What you will do. Return every line of the data below without altering a single character.

Coordinate labeling data

========================

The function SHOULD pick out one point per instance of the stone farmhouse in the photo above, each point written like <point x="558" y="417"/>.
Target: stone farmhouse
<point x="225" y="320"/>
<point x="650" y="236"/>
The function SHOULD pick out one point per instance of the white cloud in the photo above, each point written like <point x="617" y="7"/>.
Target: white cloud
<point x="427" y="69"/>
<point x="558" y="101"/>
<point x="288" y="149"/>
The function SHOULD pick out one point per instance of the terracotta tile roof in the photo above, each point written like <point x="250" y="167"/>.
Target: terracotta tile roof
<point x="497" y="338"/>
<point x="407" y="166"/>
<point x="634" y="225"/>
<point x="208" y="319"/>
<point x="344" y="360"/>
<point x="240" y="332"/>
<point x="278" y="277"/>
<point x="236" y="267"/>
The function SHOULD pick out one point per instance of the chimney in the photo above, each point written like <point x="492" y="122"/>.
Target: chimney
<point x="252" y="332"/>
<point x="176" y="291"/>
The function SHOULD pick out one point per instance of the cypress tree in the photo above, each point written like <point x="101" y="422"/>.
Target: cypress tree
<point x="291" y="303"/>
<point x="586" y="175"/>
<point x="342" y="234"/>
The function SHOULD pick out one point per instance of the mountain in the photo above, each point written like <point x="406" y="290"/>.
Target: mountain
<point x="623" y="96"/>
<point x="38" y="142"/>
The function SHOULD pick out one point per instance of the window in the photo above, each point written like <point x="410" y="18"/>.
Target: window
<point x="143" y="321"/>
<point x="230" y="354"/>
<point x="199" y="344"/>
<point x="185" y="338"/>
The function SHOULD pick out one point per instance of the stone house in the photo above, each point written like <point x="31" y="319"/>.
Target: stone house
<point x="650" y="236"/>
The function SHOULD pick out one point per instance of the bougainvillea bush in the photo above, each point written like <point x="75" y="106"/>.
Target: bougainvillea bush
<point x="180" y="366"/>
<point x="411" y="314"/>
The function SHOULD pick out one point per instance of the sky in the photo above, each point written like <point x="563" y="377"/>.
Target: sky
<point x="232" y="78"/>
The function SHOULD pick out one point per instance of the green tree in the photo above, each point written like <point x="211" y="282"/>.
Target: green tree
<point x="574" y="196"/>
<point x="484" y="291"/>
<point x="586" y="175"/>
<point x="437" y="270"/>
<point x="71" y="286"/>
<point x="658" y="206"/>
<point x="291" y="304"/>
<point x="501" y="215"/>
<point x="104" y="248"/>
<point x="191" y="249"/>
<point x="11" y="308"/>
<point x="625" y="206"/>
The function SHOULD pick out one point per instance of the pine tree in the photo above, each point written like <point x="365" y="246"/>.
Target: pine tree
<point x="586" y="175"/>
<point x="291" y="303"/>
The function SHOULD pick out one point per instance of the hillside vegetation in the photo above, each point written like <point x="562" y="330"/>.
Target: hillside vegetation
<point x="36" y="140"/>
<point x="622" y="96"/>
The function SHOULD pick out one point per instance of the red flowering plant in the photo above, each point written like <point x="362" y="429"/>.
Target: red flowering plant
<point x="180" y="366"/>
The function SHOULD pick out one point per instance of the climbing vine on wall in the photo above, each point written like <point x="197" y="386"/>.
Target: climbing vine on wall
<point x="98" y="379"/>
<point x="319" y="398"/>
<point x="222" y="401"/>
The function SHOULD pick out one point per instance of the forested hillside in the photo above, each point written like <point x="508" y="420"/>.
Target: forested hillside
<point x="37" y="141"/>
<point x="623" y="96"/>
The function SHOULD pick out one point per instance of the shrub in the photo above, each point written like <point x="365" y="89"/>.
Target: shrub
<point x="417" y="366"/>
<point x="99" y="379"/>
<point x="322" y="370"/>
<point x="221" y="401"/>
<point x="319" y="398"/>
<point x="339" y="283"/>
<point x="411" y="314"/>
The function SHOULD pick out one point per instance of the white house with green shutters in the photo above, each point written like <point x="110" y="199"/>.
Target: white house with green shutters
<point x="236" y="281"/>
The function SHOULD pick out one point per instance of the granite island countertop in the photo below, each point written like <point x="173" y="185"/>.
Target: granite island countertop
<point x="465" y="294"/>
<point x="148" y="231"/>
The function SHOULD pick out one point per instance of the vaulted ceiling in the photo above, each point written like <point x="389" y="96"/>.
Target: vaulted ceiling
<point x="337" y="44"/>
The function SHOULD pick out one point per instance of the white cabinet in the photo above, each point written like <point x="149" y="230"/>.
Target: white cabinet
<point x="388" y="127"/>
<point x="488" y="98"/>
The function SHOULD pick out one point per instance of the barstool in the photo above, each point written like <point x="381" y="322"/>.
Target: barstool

========================

Task result.
The function SHOULD pick out one point per instance of the stone farmhouse in the photo above, each point written like <point x="558" y="417"/>.
Target: stone farmhouse
<point x="225" y="320"/>
<point x="650" y="236"/>
The function SHOULD pick out one point per instance of the white cloud in the photo above, each point written like <point x="617" y="7"/>.
Target: white cloud
<point x="427" y="69"/>
<point x="558" y="101"/>
<point x="288" y="149"/>
The function SHOULD pick out one point per instance of the terracotta tile roof in the photo above, each point written like <point x="250" y="167"/>.
Target: terracotta tile roof
<point x="497" y="338"/>
<point x="407" y="166"/>
<point x="634" y="225"/>
<point x="208" y="319"/>
<point x="344" y="360"/>
<point x="240" y="332"/>
<point x="278" y="277"/>
<point x="236" y="267"/>
The function SHOULD pick out one point per instance of the chimney in the photo above, each point written like <point x="492" y="122"/>.
Target: chimney
<point x="252" y="332"/>
<point x="176" y="291"/>
The function SHOULD pick out one point per instance of the cypress tree in the photo above, each point written like <point x="101" y="422"/>.
Target: cypress tree
<point x="291" y="303"/>
<point x="586" y="175"/>
<point x="342" y="234"/>
The function SHOULD pick out one point per instance of the mountain in the photo above, each point written like <point x="406" y="290"/>.
Target: mountain
<point x="623" y="96"/>
<point x="38" y="142"/>
The function SHOULD pick out one point per instance of the window in the photo above, each point written like <point x="410" y="18"/>.
Target: window
<point x="143" y="321"/>
<point x="230" y="354"/>
<point x="199" y="344"/>
<point x="185" y="338"/>
The function SHOULD pick out one point per instance of the stone house in the photo above, each point written like <point x="31" y="319"/>.
Target: stone house
<point x="650" y="236"/>
The function SHOULD pick out one point per instance of the bougainvillea bush in the photo above, each point written like <point x="75" y="106"/>.
Target: bougainvillea bush
<point x="180" y="366"/>
<point x="411" y="314"/>
The function SHOULD pick out one point per instance of the sky in the photo above, each point written like <point x="563" y="377"/>.
Target: sky
<point x="232" y="78"/>
The function SHOULD pick out one point per instance of the green tree in the photo above, each point written like <point x="211" y="282"/>.
Target: green tree
<point x="574" y="196"/>
<point x="484" y="291"/>
<point x="586" y="175"/>
<point x="437" y="270"/>
<point x="71" y="286"/>
<point x="658" y="206"/>
<point x="291" y="304"/>
<point x="501" y="215"/>
<point x="104" y="248"/>
<point x="191" y="249"/>
<point x="11" y="308"/>
<point x="625" y="206"/>
The function SHOULD pick out one point per instance of the pine tree in the photo above, each point written like <point x="365" y="246"/>.
Target: pine tree
<point x="586" y="175"/>
<point x="291" y="303"/>
The function SHOULD pick out one point per instance of the hillside vegetation in the photo above, each point written like <point x="562" y="330"/>.
Target: hillside vegetation
<point x="36" y="140"/>
<point x="622" y="96"/>
The function SHOULD pick out one point per instance of the red flowering plant in the photo above, each point written like <point x="362" y="429"/>.
Target: red flowering plant
<point x="180" y="366"/>
The function SHOULD pick out one point per instance of the climbing vine on wall in the photo above, each point written like <point x="197" y="386"/>.
Target: climbing vine on wall
<point x="98" y="379"/>
<point x="319" y="398"/>
<point x="222" y="401"/>
The function SHOULD pick out one point per instance of the forested hillside in the photo above, each point written like <point x="508" y="420"/>.
Target: forested hillside
<point x="37" y="141"/>
<point x="623" y="96"/>
The function SHOULD pick out one point per instance of the shrub in the photo above, each point written like <point x="365" y="89"/>.
Target: shrub
<point x="417" y="366"/>
<point x="99" y="379"/>
<point x="322" y="370"/>
<point x="221" y="401"/>
<point x="319" y="398"/>
<point x="339" y="283"/>
<point x="411" y="314"/>
The function SHOULD pick out one point per instance of the white house with green shutters in the photo above, each point written like <point x="110" y="199"/>.
Target: white house with green shutters
<point x="236" y="281"/>
The function SHOULD pick out one point per instance of the granite island countertop in the photo below, each point written like <point x="173" y="185"/>.
Target: granite island countertop
<point x="465" y="294"/>
<point x="148" y="231"/>
The function SHOULD pick out one point per instance of the vaulted ceiling in the photo above, each point written like <point x="389" y="96"/>.
Target: vaulted ceiling
<point x="337" y="44"/>
The function SHOULD pick out one point per instance of the white cabinet in the photo above, each point written like <point x="149" y="230"/>.
Target: white cabinet
<point x="388" y="127"/>
<point x="488" y="98"/>
The function SHOULD pick out one point per instance of the barstool in the photo above, each point written like <point x="381" y="322"/>.
Target: barstool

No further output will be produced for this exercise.